EXCERPT PROVIDED below:
For example, if a millage rate is 20 mills and a property's assessed value is $100,000, the real estate taxes owed would be $2,000.
A government typically imposes a tariff to protect domestic industries from foreign competition. Consumers are more likely to purchase domestically produced alternatives by making imported goods and services more expensive. This can help keep domestic industries afloat and even encourage new domestic businesses' growth. Taxes can also be used to negotiate better trade deals. A country might agree to lower its tariffs on imported goods in exchange for the other country lowering its tariffs on exported goods.
The purpose of a tariff is to encourage domestic purchases by making imported goods and services more expensive. This makes domestic products more competitive and helps to protect and grow domestic industries.
There are two main types of tariffs: fixed fee and ad valorem. Fixed fee tariffs are typically used on items where the item's value is not easily determined, such as on imports of services. Ad valorem tariffs are typically used on items where the item's value is easily determined, such as on imports of goods.
The exclusion limit is the maximum value of an estate exempt from estate taxes. In 2023, the federal exclusion limit is $12.92 million, up from $12.06 million in 2022. Any estate worth more than $12.92 million will be subject to estate taxes. Surviving spouses are exempt from estate taxes if a married couple's estate is worth less than $12.92 million. This means that if you are a single person with an estate worth more than $12.92 million, your estate will be subject to estate taxes. If you are married, your estate will only be subject to estate taxes if it is worth more than $12.92 million.
The tax code is complex, and many taxes have different due dates. Failure to pay on time and/or the correct amount will result in tax delinquency.
End of EXCERPT PROVIDED.
DATASET below:
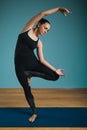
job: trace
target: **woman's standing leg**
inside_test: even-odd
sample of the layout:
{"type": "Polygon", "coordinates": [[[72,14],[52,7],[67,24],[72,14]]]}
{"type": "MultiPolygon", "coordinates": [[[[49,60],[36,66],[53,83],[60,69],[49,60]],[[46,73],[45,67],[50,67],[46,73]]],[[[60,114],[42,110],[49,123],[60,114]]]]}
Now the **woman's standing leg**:
{"type": "Polygon", "coordinates": [[[33,122],[37,117],[37,111],[35,107],[34,96],[31,92],[30,79],[25,75],[24,69],[22,67],[16,68],[16,75],[20,84],[23,86],[26,100],[33,111],[33,115],[29,118],[29,121],[33,122]]]}

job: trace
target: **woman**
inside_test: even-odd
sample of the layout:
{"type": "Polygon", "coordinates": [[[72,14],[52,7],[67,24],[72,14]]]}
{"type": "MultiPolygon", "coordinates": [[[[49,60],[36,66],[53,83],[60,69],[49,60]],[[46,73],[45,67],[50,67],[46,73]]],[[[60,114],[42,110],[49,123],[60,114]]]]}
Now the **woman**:
{"type": "Polygon", "coordinates": [[[46,34],[51,26],[50,22],[43,17],[58,11],[65,16],[70,13],[68,9],[61,7],[42,11],[25,25],[18,36],[15,50],[15,70],[17,78],[24,89],[26,100],[33,111],[32,116],[29,118],[30,122],[34,122],[37,117],[34,97],[30,87],[31,77],[55,81],[59,76],[64,76],[61,69],[56,69],[44,59],[43,44],[39,39],[39,35],[46,34]],[[34,54],[35,48],[38,58],[34,54]]]}

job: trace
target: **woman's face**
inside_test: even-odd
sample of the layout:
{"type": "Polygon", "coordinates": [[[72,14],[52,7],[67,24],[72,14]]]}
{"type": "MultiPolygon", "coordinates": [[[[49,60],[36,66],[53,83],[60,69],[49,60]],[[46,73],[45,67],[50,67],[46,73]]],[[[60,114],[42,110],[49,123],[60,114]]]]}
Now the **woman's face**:
{"type": "Polygon", "coordinates": [[[38,31],[40,35],[45,35],[50,30],[50,24],[44,23],[38,25],[38,31]]]}

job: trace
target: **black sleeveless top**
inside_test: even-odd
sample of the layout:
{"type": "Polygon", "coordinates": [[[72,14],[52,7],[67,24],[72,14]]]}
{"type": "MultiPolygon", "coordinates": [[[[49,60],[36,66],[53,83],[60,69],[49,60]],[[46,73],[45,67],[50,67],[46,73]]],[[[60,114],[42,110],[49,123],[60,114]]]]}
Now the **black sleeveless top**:
{"type": "Polygon", "coordinates": [[[15,49],[15,64],[33,67],[38,62],[34,49],[37,48],[39,38],[34,41],[28,36],[28,31],[18,36],[15,49]]]}

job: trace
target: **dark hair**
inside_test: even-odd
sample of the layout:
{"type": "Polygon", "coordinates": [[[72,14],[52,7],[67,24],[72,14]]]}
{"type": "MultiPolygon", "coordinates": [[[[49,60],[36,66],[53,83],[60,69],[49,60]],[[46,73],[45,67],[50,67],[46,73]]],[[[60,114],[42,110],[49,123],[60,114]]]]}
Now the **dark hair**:
{"type": "Polygon", "coordinates": [[[50,24],[50,22],[49,22],[47,19],[42,18],[42,19],[40,19],[40,20],[38,21],[38,23],[37,23],[37,25],[36,25],[36,28],[38,27],[38,24],[44,24],[44,23],[49,23],[49,24],[50,24]]]}
{"type": "Polygon", "coordinates": [[[50,22],[44,18],[40,19],[38,23],[40,23],[40,24],[49,23],[50,24],[50,22]]]}

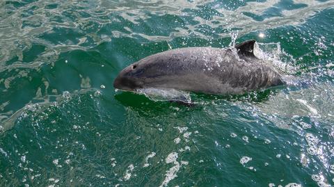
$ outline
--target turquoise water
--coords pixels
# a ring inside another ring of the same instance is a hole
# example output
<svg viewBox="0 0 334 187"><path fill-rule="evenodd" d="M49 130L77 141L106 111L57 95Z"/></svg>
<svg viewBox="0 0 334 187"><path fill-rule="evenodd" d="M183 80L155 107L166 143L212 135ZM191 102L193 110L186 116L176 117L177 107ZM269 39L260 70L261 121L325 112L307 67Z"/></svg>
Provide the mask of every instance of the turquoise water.
<svg viewBox="0 0 334 187"><path fill-rule="evenodd" d="M0 1L0 186L334 186L333 1ZM193 107L128 65L255 39L289 84Z"/></svg>

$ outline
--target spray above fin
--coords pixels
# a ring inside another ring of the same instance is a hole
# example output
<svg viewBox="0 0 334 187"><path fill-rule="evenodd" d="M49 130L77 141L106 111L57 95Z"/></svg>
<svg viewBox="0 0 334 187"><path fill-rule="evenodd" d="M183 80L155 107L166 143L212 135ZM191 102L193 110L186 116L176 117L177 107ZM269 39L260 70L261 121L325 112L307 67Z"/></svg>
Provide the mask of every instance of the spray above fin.
<svg viewBox="0 0 334 187"><path fill-rule="evenodd" d="M247 40L236 44L234 47L237 49L239 55L256 58L254 55L254 44L255 42L255 40Z"/></svg>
End of DATASET.
[EXERCISE 1] According to the excerpt on taxes, what was the federal estate tax exclusion limit in 2023?
[EXERCISE 2] Extend the excerpt on taxes, picking up right after its final sentence about tax delinquency.

[EXERCISE RESULT 1] $12.92 million.

[EXERCISE RESULT 2]
After failing to pay the correct amount of tax to the taxation authorities, several penalties may be charged, including:
A penalty assessment that results in a single fee or charge.
An interest assessment with escalating penalties based on the length of the delinquency.
A lien is placed on the underlying assets if the delinquent party cannot pay their debts.
Access or service denial for transaction-related taxes (i.e., tariffs).
A tax lien or seizure on firm property tied to a business transaction.
Why Do We Pay Taxes?
We pay taxes to support the Government. Most governments rely on taxes to fund their operations. This revenue is used to improve and maintain public infrastructures, such as roads and bridges, and to provide public services, such as education and law enforcement.
How Do Income Taxes Work in the U.S.?
The U.S. has a progressive tax system, meaning taxpayers who earn more pay a higher percentage of their income in taxes than those who earn less. There are seven federal tax brackets in the U.S., with rates ranging from 10% to 37%.
Are U.S. Taxes Low?
The Tax Policy Center states that in 2018, the taxes in the United States only represented 24% of the country's gross domestic product. However, in other developed nations, the average was 34%. This means that taxes make up a more significant portion of the GDP in other countries, meaning that people are paying more taxes.
Who Needs to Pay Taxes?
The taxpayer will vary depending on the kind of tax and related regulations. People who earn income from wages or investments are subject to federal income tax. Businesses may be subject to corporate taxes, depending on the type of business and where it does business. Federal income tax only applies to people who have earned a certain amount, while corporate taxes may only apply to companies that have done business in a specific area. Each tax has different rules and qualifications.
The Bottom Line
Taxes come in various forms, and there are numerous methods to start them. Taxpayers can manage their money and employ strategies like annual tax-loss harvesting and estate planning to lessen the effects of taxes.